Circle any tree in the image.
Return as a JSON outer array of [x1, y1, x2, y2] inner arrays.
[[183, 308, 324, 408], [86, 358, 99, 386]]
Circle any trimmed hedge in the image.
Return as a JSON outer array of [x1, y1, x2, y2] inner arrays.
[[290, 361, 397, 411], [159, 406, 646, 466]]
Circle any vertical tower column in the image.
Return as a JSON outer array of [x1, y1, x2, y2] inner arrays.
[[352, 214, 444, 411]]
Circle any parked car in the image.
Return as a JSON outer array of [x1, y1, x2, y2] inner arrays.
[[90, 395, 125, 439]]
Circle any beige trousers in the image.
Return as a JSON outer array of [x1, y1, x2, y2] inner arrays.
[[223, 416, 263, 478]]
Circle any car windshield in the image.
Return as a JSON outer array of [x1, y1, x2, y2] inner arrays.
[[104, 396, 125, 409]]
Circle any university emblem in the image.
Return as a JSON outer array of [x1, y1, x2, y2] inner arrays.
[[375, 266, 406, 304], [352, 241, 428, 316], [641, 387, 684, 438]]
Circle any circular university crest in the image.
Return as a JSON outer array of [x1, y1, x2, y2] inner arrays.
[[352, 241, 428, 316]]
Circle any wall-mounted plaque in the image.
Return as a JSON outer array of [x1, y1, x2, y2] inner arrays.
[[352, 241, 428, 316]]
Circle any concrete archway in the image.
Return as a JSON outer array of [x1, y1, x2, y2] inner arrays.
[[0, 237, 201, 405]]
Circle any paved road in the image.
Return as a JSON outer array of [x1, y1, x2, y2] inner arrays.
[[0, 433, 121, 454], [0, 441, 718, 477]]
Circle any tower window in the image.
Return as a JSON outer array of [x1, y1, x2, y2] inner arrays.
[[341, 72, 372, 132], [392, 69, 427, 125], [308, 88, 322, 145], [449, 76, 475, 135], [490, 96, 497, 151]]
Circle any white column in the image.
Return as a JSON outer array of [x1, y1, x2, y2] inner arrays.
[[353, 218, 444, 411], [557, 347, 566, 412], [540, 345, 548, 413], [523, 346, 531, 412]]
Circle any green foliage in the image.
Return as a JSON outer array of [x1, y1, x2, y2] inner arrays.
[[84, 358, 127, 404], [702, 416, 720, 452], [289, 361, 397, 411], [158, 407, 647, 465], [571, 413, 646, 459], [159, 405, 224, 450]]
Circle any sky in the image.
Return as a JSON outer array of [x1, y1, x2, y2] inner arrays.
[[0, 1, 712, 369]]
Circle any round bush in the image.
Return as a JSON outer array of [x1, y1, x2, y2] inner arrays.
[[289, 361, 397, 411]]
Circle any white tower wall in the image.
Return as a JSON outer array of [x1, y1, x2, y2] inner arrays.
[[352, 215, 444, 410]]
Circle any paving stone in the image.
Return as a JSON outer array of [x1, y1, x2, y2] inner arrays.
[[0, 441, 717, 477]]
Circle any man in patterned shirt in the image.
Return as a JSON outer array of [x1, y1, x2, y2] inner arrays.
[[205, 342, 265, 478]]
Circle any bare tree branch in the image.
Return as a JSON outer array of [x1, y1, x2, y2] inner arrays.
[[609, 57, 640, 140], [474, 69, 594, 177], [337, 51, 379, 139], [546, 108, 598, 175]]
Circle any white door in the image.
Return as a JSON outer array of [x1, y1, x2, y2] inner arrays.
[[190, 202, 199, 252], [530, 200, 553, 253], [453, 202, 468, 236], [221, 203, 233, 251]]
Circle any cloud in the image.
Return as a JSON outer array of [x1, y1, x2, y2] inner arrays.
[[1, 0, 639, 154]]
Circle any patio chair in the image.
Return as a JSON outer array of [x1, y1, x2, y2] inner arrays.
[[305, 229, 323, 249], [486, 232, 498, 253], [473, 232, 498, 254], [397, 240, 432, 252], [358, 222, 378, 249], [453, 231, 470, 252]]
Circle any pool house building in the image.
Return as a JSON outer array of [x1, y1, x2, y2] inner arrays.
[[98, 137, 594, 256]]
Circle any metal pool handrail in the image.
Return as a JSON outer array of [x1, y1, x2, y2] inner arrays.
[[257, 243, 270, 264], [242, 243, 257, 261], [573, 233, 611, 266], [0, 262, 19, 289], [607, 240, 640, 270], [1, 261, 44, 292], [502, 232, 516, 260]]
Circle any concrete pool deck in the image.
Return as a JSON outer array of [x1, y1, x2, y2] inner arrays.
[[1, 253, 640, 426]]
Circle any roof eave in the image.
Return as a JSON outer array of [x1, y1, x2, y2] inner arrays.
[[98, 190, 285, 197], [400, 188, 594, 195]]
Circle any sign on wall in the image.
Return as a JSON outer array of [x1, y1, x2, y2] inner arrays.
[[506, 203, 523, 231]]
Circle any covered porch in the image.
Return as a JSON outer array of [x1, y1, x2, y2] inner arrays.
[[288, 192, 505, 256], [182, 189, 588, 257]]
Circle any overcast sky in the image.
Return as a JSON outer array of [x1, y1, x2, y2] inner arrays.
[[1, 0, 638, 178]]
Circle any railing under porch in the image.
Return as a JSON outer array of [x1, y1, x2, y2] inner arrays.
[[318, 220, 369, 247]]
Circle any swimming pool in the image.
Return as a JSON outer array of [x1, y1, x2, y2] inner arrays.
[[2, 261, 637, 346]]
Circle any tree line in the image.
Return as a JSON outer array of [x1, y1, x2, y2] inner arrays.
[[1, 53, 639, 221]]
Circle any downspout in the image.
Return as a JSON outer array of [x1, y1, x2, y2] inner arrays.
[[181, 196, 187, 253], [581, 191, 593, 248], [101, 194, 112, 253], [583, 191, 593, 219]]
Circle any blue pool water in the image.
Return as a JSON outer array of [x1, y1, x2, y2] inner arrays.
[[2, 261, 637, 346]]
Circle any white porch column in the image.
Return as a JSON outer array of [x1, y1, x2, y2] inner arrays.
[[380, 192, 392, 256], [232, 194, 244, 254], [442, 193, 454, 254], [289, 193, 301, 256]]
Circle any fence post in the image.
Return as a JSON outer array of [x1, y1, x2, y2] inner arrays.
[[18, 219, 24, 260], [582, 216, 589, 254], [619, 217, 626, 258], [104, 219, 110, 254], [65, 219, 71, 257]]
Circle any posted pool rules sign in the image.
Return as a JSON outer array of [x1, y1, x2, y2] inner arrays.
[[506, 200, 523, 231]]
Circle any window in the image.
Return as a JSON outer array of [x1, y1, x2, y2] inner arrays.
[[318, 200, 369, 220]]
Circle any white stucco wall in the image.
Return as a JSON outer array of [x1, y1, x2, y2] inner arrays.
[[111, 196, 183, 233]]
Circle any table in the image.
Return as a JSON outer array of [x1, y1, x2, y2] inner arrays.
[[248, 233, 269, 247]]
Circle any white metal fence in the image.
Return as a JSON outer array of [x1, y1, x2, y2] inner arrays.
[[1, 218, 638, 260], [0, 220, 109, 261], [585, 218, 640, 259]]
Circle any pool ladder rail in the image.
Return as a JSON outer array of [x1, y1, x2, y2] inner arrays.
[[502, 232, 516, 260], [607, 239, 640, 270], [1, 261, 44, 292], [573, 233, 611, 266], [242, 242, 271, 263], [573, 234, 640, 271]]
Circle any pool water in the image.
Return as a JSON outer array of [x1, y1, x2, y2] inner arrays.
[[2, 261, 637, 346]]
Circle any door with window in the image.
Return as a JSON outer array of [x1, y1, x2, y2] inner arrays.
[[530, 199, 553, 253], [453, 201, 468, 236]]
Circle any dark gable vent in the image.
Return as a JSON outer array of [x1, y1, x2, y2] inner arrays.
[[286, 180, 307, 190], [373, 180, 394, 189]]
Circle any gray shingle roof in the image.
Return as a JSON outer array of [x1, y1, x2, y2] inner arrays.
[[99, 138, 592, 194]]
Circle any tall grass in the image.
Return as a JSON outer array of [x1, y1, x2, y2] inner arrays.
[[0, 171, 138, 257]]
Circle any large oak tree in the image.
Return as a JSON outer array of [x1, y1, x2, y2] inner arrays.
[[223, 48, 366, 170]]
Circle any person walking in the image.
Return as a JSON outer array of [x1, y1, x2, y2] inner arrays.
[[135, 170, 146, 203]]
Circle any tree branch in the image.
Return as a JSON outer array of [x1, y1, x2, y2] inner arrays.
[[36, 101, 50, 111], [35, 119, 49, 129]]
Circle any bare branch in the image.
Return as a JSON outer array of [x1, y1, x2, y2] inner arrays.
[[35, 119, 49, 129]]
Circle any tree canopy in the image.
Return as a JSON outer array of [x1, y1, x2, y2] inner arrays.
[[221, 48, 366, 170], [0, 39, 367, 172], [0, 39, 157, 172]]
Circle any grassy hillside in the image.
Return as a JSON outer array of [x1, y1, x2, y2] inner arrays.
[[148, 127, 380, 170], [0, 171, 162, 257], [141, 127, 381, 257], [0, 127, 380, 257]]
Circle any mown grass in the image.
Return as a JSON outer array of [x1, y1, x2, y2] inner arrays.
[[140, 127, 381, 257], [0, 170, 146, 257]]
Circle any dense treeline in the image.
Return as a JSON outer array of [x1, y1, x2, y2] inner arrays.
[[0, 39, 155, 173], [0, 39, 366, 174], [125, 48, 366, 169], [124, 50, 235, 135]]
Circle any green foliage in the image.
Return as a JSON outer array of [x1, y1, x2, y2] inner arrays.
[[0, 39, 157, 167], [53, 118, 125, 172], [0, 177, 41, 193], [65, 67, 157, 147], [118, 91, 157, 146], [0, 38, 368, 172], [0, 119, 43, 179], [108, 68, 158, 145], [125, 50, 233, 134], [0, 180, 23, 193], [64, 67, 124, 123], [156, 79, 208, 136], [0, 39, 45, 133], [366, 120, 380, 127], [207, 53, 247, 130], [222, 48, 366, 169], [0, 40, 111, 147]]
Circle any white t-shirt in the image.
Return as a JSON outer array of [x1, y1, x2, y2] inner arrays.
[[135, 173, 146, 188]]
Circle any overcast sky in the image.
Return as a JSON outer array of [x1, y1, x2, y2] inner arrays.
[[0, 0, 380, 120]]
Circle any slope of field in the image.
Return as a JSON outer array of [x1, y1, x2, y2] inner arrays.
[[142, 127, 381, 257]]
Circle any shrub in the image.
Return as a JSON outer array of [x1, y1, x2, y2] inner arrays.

--------------------------------

TASK GOAL:
Reproduce each line of the data containing the word "fence".

EXERCISE ANSWER:
Circle any fence post in the image.
Circle any white metal fence in the image.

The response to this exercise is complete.